• REQUIRED WORK: The full set of entries needs to be reproduced exactly.

• MATERIAL SHOWN:
┄┄┄┄┄┄┄┄┄┄

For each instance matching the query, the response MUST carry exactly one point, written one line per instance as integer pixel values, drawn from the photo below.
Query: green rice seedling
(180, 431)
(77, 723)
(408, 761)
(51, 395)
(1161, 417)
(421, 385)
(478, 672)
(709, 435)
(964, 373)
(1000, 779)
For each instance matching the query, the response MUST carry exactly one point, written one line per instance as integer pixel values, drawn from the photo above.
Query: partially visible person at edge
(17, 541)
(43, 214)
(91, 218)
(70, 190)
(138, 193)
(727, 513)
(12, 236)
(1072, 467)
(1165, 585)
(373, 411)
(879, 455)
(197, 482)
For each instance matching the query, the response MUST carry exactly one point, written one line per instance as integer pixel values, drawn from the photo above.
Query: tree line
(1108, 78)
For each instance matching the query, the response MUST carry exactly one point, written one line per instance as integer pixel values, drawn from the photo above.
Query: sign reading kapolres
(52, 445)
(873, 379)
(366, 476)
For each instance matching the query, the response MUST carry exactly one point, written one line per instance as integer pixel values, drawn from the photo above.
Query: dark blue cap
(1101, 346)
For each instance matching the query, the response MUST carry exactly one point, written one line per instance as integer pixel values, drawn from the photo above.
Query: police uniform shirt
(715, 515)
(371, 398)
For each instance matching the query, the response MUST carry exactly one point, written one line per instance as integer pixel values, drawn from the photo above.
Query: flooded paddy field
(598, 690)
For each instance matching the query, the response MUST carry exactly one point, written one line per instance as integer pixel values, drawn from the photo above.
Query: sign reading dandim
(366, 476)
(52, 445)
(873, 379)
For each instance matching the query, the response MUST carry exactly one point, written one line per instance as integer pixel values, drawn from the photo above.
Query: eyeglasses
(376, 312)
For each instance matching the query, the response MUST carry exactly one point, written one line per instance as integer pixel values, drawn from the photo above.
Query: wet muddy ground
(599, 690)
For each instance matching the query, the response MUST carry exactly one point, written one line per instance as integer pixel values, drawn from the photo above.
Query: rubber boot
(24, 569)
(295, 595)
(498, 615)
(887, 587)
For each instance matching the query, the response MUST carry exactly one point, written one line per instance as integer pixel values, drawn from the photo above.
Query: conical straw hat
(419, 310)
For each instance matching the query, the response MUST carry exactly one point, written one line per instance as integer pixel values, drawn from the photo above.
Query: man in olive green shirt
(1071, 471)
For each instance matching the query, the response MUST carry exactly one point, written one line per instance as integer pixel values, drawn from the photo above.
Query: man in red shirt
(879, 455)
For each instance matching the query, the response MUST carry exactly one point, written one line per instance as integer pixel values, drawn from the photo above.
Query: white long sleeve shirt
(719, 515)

┄┄┄┄┄┄┄┄┄┄

• SOLUTION FOR THIS PROBLEM:
For each instance matching the query, the response MUST carry exactly one point, written one line per instance as integer pixel values, drawn from the photo below.
Query: green rice seedling
(180, 431)
(77, 723)
(408, 761)
(51, 395)
(1161, 417)
(421, 385)
(478, 672)
(709, 435)
(964, 373)
(1000, 779)
For each instance matching the query, the response MUST carry exactly one point, written one line per instance as integer pixel values, drawn from the photo above.
Query: partially visible person at edge
(17, 541)
(43, 214)
(91, 218)
(70, 190)
(138, 193)
(727, 513)
(12, 236)
(1072, 467)
(1165, 585)
(373, 411)
(879, 455)
(197, 482)
For each instance matching the query, the response MUST carry exactly one point, written one line per instance as integer pixel values, drawn from the photo above.
Query: tree line
(1108, 78)
For each instance matching the query, the response MUST carry exactly one point, written one line per instance as integer pixel values, drawn from the photo above.
Query: sign reading kapolres
(52, 445)
(873, 379)
(366, 476)
For each instance matching the query, the response MUST carry exactly one point, written one line per instance as integer pixel values, drawn from the photo above.
Query: dark blue cap
(1101, 346)
For each instance matching the query, the response MUST carry exactly one point, written one line per instance as integer pixel values, drawn from the photo above.
Query: police uniform shirt
(715, 515)
(371, 398)
For each instance matching the query, the response MUST carry exactly one point, written one line per instance as integer pixel values, drawn from the photo above.
Query: flooded paddy field
(598, 690)
For each instance matching the query, the response MUST carry exactly one point, written one line per instance as integer pixel values, drawn from the photo above.
Query: sign reading dandim
(366, 476)
(52, 445)
(873, 379)
For each instance matching the query, the response MUST carry exactly one point, written one line per instance as integer pixel values, drawn from the photo above.
Query: eyeglasses
(376, 312)
For each instance matching the query, the response MUST carry exactly one point, written one line per instance as integer pixel values, drawn from the photo above.
Query: wet muddy ground
(599, 690)
For each instance matching the query, the response MUST carry exactly one point, written one line per instance as integer pixel values, drawn from the photo above.
Query: rubber boot
(24, 569)
(295, 595)
(498, 615)
(887, 587)
For each instance matching the query, the response MUST carry exactly one point, written one line per instance as integer pixel values, drawn from the photo above.
Query: conical straw hat
(419, 310)
For each instance matching the query, the response MUST carry exactly one point, written one line per instance as integer pixel values, drawn from the photo above.
Query: man in olive green shirt
(1071, 471)
For each instance matching the query, the response MUST carry exactly one point, written one line per instance as integer pixel values, drawn from the photo above.
Query: man in red shirt
(879, 455)
For each instance matching the query, the response MUST carry exactly one point, written one line per instance as integer pixel values, drawn from the photo above.
Query: white long sleeve shirt
(719, 515)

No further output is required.